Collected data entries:
━━━━━━━━━━

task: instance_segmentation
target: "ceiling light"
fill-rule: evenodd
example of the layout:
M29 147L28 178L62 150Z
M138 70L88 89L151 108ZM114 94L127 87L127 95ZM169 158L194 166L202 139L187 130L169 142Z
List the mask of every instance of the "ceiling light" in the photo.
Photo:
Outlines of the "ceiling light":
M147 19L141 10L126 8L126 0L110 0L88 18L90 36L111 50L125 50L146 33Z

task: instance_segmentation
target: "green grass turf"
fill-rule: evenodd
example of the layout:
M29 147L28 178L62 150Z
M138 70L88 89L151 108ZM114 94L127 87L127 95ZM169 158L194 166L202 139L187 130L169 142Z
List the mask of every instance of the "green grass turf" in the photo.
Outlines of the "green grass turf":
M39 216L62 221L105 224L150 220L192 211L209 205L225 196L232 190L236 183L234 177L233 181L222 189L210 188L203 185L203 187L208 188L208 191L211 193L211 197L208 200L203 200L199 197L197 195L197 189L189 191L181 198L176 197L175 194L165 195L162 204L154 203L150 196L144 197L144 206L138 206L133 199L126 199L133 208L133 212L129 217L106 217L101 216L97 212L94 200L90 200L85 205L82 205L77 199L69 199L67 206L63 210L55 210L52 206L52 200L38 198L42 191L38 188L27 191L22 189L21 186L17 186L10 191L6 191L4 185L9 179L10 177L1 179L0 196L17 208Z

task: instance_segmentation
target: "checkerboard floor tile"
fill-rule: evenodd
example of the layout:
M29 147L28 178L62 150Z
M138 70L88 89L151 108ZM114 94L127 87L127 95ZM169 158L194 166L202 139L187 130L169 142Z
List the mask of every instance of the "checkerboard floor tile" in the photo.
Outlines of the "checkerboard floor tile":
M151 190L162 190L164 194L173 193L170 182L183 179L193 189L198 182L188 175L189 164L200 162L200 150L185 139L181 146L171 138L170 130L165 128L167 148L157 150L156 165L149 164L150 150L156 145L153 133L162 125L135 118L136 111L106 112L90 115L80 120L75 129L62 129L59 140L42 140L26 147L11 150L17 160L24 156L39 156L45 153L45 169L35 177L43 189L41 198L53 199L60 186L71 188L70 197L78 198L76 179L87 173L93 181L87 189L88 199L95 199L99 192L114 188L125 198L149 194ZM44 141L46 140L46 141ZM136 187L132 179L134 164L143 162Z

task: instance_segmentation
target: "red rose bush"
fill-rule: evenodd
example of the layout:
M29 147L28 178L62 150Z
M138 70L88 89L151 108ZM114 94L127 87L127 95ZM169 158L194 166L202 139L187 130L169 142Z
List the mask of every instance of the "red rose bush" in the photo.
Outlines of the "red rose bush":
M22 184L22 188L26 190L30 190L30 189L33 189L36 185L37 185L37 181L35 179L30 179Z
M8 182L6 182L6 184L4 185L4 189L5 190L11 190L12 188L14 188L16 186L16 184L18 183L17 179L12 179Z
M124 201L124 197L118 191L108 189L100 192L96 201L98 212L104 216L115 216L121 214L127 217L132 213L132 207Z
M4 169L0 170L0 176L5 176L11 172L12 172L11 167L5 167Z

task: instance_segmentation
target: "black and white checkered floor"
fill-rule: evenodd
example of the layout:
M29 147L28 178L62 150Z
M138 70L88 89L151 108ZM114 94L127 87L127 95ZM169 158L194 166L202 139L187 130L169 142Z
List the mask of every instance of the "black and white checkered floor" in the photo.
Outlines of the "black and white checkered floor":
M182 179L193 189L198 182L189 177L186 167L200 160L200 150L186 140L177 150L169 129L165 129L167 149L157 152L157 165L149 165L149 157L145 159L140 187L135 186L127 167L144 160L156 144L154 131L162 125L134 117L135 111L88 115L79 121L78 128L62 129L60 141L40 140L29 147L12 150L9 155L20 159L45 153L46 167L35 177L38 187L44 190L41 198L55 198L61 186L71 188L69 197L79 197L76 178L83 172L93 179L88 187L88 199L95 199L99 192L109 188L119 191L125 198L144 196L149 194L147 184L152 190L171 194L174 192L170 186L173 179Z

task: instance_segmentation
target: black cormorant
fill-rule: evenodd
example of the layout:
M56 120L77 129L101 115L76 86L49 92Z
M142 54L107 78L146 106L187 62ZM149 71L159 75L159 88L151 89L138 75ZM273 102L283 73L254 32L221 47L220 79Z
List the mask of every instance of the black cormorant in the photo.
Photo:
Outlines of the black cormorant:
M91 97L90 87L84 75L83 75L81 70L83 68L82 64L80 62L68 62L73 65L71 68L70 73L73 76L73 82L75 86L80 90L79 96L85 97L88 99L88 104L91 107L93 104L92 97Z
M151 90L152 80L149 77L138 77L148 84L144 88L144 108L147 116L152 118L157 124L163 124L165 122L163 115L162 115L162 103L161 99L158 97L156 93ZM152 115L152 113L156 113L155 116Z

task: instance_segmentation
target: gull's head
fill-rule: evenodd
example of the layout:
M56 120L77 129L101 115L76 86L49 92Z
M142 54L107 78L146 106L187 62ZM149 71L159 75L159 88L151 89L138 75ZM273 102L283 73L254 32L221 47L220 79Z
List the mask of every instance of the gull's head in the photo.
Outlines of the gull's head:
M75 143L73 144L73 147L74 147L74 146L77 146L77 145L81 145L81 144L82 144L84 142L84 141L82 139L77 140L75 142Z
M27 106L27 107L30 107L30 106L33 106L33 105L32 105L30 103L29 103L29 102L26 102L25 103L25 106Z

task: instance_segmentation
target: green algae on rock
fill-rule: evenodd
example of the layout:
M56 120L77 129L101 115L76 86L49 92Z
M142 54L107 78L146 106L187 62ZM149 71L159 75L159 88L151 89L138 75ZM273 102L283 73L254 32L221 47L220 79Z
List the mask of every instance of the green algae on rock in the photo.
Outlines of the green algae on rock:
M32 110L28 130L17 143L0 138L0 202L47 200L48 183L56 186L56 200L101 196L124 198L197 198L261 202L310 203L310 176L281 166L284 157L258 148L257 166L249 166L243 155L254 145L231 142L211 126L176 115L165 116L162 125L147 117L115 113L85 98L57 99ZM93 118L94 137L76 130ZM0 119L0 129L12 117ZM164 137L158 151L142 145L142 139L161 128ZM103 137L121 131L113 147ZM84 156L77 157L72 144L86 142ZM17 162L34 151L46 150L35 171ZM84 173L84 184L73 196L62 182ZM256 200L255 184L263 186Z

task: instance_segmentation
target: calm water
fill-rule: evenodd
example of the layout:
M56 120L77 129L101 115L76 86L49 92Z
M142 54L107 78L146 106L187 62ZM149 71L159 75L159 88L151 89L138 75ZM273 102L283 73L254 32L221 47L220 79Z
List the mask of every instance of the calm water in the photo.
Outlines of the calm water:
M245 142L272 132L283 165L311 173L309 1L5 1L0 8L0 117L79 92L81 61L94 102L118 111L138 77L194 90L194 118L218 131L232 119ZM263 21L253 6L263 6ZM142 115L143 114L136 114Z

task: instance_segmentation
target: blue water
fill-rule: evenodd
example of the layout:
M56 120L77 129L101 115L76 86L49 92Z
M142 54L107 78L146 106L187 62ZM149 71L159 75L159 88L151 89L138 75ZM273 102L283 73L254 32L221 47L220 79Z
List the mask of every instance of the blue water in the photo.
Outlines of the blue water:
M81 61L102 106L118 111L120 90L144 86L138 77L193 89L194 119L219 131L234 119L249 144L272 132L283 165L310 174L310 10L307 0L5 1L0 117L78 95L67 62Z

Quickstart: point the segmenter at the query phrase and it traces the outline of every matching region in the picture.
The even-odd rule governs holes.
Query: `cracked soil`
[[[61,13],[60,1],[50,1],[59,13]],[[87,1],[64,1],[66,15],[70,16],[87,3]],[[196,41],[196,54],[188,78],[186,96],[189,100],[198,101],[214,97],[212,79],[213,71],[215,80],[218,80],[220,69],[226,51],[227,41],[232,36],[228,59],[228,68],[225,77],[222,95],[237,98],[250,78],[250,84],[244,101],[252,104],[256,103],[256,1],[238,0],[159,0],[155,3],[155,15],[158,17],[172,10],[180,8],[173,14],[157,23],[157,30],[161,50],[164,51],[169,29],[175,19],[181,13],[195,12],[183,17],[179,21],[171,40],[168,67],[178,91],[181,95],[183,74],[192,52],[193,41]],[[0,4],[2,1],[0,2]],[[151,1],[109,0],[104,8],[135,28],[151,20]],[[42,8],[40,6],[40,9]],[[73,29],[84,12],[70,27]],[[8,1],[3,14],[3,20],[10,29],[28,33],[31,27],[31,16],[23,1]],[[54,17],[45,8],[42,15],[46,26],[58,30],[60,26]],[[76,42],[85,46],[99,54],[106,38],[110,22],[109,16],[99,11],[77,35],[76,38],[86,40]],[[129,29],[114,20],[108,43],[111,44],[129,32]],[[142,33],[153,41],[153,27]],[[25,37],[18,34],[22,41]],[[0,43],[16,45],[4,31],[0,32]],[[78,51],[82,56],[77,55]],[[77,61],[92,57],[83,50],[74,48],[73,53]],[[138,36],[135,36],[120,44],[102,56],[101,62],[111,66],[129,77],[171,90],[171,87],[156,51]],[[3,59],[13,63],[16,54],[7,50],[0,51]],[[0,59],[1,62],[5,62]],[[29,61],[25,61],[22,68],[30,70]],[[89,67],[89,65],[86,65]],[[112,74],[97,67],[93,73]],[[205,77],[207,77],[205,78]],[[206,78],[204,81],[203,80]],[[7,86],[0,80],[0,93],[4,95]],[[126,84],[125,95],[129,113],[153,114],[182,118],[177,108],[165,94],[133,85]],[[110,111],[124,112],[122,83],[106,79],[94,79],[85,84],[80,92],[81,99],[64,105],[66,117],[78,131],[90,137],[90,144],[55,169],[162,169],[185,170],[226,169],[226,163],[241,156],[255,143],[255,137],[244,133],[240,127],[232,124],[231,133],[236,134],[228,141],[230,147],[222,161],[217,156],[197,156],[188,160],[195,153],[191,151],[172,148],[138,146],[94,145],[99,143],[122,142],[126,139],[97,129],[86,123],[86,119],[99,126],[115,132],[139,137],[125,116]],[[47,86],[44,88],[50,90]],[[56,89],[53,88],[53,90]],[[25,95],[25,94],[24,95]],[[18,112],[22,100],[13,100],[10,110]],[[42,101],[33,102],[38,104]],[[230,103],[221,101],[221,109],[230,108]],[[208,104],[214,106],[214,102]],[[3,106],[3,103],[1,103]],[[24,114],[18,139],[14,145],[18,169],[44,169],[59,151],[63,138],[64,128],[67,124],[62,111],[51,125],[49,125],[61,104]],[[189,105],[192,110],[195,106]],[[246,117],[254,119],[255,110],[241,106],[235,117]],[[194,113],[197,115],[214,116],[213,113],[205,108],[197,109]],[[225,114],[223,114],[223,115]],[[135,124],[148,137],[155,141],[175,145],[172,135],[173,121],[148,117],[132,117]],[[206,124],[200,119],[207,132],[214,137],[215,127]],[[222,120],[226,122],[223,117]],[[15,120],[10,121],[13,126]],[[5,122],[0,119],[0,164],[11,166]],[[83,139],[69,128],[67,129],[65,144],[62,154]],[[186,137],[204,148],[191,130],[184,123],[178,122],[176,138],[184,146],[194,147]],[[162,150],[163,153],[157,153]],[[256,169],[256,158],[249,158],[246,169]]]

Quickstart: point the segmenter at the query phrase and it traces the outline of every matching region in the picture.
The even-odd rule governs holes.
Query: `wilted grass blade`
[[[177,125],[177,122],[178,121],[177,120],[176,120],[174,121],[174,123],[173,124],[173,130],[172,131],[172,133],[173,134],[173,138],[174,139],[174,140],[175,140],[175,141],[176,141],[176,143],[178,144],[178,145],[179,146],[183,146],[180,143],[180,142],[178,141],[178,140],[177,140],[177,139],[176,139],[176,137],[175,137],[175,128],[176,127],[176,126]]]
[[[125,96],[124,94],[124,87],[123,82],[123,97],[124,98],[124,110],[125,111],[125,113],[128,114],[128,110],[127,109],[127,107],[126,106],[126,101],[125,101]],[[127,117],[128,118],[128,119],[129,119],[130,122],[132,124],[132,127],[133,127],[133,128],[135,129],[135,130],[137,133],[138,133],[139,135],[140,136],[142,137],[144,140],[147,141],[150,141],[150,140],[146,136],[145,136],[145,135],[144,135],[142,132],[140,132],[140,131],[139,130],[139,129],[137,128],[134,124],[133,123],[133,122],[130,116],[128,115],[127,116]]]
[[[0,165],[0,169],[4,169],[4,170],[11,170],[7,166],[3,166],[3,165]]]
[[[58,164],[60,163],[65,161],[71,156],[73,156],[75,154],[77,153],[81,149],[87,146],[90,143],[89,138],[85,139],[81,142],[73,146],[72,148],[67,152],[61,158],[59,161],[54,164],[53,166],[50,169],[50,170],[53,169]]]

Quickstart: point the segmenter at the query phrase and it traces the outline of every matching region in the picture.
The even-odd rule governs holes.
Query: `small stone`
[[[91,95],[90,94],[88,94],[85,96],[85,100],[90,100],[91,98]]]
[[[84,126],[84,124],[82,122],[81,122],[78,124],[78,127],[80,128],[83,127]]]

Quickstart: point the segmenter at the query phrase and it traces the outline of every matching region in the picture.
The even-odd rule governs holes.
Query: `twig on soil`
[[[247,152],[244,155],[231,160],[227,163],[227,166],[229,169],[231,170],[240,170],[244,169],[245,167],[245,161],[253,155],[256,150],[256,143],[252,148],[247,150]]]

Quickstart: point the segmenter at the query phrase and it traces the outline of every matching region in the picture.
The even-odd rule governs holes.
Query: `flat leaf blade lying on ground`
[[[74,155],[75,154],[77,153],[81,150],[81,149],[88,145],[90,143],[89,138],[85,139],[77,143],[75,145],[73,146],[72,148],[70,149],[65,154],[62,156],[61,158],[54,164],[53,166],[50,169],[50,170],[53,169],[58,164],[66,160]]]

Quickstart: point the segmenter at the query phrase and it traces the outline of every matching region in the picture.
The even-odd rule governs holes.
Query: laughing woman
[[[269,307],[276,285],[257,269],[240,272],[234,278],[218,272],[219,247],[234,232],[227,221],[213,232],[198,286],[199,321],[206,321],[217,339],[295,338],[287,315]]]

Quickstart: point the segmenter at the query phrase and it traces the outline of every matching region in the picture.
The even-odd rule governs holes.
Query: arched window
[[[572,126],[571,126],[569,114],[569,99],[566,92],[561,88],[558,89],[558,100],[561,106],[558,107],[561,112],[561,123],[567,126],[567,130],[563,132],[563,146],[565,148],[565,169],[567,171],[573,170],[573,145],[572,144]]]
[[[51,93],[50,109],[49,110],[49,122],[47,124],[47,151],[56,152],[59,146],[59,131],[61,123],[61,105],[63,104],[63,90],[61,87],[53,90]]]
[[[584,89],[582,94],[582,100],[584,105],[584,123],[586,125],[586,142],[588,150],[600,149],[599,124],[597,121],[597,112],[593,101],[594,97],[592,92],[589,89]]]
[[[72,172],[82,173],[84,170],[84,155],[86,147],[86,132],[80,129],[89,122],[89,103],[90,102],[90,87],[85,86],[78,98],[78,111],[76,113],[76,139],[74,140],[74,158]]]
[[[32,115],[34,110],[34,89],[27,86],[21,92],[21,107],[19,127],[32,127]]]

━━━━━━━━━━

# Challenge
Please pick out and copy each line of the material that contains the string "rose".

# The response
target: "red rose bush"
List the mask of every instance of the "red rose bush" in the photo.
Outlines of the "red rose bush":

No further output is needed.